Referring expression pointing data:

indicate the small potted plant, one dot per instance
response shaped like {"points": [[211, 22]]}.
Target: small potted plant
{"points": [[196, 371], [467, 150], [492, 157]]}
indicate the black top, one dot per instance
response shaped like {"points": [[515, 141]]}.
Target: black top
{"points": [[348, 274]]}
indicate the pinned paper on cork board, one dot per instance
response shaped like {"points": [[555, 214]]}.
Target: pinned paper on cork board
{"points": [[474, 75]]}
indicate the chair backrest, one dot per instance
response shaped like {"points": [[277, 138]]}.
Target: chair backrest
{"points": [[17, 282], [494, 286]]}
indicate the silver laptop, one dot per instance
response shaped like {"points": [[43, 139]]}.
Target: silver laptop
* * *
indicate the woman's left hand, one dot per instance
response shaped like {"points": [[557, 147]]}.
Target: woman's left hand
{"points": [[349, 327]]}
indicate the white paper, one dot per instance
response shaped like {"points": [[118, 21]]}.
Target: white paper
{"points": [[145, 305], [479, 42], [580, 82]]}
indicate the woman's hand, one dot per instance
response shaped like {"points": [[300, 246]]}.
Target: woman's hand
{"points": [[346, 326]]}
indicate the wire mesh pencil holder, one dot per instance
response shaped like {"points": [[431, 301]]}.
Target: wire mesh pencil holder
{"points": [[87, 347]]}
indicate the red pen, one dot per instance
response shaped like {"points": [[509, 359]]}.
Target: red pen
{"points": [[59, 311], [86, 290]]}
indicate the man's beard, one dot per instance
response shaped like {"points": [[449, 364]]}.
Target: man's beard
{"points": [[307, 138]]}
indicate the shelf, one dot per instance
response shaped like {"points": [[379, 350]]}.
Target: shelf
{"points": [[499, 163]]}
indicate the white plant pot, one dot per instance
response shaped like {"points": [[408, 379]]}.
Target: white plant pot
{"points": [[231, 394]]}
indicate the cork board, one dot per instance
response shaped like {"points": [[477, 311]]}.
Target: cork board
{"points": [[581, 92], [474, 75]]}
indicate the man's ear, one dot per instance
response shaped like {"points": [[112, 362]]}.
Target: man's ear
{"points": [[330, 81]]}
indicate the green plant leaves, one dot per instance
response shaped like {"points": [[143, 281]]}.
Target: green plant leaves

**ABOUT THIS TASK**
What you give back should be only the lines of the records above, starting at the line with "indicate the small" and ending at the line with "Target: silver laptop", restated word for word.

**REPLY TO THE EXERCISE**
indicate the small potted plant, one dot per instance
response shaped like {"points": [[211, 22]]}.
Target: small potted plant
{"points": [[196, 371], [467, 150], [492, 157]]}
indicate the black top, one dot per instance
response shaped like {"points": [[515, 141]]}.
Target: black top
{"points": [[348, 274]]}
indicate the pinned paper on cork board, one dot per instance
response shaped like {"points": [[555, 214]]}.
Target: pinned paper on cork board
{"points": [[474, 75]]}
indicate the chair backrest, one dot per instance
response shaped like {"points": [[277, 138]]}.
Target: chair backrest
{"points": [[17, 282], [494, 286]]}
indicate the silver laptop, one dot per instance
response shaped like {"points": [[43, 139]]}.
Target: silver laptop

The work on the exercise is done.